| TASK |
Reproduce the promissory note below word for word, from its opening heading through its final sentence.

EX1A-6 MAT CTRCT 3 ea179889ex6-2_bakerglobal.htm 10% UNSECURED PROMISSORY NOTE BETWEEN BAKER GLOBAL ASSET MANAGEMENT, INC. AND MJC BUILDERS OF KNOLLWOOD, INC. DATED JULY 16, 2019

Exhibit 6.2

 

THIS NOTE HAS NOT BEEN REGISTERED UNDER THE SECURITIES ACT OF 1933, AS AMENDED, OR APPLICABLE STATE SECURITIES LAWS. THE SECURITIES HAVE BEEN ACQUIRED FOR INVESTMENT AND MAY NOT BE OFFERED FOR SALE, SOLD, TRANSFERRED OR ASSIGNED IN THE ABSENCE OF AN EFFECTIVE REGISTRATION STATEMENT FOR THE SECURITIES UNDER THE SECURITIES ACT OF 1933, AS AMENDED, OR APPLICABLE STATE SECURITIES LAWS, OR AN OPINION OF COUNSEL, IN A FORM ACCEPTABLE TO THE COMPANY, THAT REGISTRATION IS NOT REQUIRED UNDER SAID ACT OR APPLICABLE STATE SECURITIES LAWS OR UNLESS SOLD PURSUANT TO RULE 144 UNDER SAID ACT.

 

BAKER GLOBAL ASSET MANAGEMENT, INC.

 

10% UNSECURED PROMISSORY NOTE

 

US $370,000   July 16, 2019

 

FOR VALUE RECEIVED, Baker Global Asset Management, Inc., a New York corporation (the “Company”), promises to pay to MJC Builders Of Knollwood, Inc. (the “Holder”), the principal sum of Three hundred seventy thousand dollars ($370,000) (the “Principal”) in lawful money of the United States of America, with interest payable thereon at the rate of ten percent (10%) per annum. The Principal amount hereof and all accrued but unpaid interest thereon shall be paid in full to the Holder on the first anniversary of the date of this Note (the “Maturity Date”).

 

The following is a statement of the rights of the Holder of this Note and the terms and conditions to which this Note is subject, and to which the Holder, by acceptance of this Note, agrees:

 

1. Subscription Agreement. This Note is being issued pursuant to and is subject to the terms and conditions of that certain Subscription Agreement, dated as of the date hereof (the “Subscription Agreement”), between the Holder and the Company. Capitalized terms used, but not otherwise defined, in this 10% Unsecured Promissory Note (this “Note”) have the meanings ascribed to them in the Subscription Agreement.

| EXCERPTED RECORDS |
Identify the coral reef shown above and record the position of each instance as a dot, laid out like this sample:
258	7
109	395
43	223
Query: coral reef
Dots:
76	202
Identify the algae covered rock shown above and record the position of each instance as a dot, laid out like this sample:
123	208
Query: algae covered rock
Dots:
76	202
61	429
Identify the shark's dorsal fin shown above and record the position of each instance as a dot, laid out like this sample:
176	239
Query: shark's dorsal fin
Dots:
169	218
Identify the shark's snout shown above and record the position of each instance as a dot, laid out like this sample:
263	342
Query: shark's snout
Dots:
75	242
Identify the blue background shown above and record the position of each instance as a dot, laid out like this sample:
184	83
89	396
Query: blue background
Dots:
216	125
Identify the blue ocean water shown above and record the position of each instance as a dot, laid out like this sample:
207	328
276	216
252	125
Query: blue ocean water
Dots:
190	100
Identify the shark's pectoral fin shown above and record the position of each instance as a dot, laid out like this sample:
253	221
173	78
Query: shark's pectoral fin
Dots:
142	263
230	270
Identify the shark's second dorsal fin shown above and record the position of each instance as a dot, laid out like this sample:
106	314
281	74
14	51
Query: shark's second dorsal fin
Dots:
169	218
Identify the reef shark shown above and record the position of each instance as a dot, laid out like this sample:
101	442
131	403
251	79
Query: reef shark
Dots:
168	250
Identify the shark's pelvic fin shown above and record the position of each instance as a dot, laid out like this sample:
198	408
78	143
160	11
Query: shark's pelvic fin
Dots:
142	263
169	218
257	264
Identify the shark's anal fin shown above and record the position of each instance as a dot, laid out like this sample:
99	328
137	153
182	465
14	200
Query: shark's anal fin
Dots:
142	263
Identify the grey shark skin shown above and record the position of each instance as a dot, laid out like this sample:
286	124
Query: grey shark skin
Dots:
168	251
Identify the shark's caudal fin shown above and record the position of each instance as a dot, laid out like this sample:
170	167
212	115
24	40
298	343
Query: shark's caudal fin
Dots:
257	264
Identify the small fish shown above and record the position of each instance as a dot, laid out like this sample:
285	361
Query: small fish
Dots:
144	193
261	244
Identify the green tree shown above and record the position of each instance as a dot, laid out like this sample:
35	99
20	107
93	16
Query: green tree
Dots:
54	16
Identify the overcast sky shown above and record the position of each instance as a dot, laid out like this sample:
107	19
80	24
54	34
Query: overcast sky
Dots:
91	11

| OUTPUT OF THE EXERCISE |
EX1A-6 MAT CTRCT 3 ea179889ex6-2_bakerglobal.htm 10% UNSECURED PROMISSORY NOTE BETWEEN BAKER GLOBAL ASSET MANAGEMENT, INC. AND MJC BUILDERS OF KNOLLWOOD, INC. DATED JULY 16, 2019

Exhibit 6.2

 

THIS NOTE HAS NOT BEEN REGISTERED UNDER THE SECURITIES ACT OF 1933, AS AMENDED, OR APPLICABLE STATE SECURITIES LAWS. THE SECURITIES HAVE BEEN ACQUIRED FOR INVESTMENT AND MAY NOT BE OFFERED FOR SALE, SOLD, TRANSFERRED OR ASSIGNED IN THE ABSENCE OF AN EFFECTIVE REGISTRATION STATEMENT FOR THE SECURITIES UNDER THE SECURITIES ACT OF 1933, AS AMENDED, OR APPLICABLE STATE SECURITIES LAWS, OR AN OPINION OF COUNSEL, IN A FORM ACCEPTABLE TO THE COMPANY, THAT REGISTRATION IS NOT REQUIRED UNDER SAID ACT OR APPLICABLE STATE SECURITIES LAWS OR UNLESS SOLD PURSUANT TO RULE 144 UNDER SAID ACT.

 

BAKER GLOBAL ASSET MANAGEMENT, INC.

 

10% UNSECURED PROMISSORY NOTE

 

US $370,000   July 16, 2019

 

FOR VALUE RECEIVED, Baker Global Asset Management, Inc., a New York corporation (the “Company”), promises to pay to MJC Builders Of Knollwood, Inc. (the “Holder”), the principal sum of Three hundred seventy thousand dollars ($370,000) (the “Principal”) in lawful money of the United States of America, with interest payable thereon at the rate of ten percent (10%) per annum. The Principal amount hereof and all accrued but unpaid interest thereon shall be paid in full to the Holder on the first anniversary of the date of this Note (the “Maturity Date”).

 

The following is a statement of the rights of the Holder of this Note and the terms and conditions to which this Note is subject, and to which the Holder, by acceptance of this Note, agrees:

 

1. Subscription Agreement. This Note is being issued pursuant to and is subject to the terms and conditions of that certain Subscription Agreement, dated as of the date hereof (the “Subscription Agreement”), between the Holder and the Company. Capitalized terms used, but not otherwise defined, in this 10% Unsecured Promissory Note (this “Note”) have the meanings ascribed to them in the Subscription Agreement.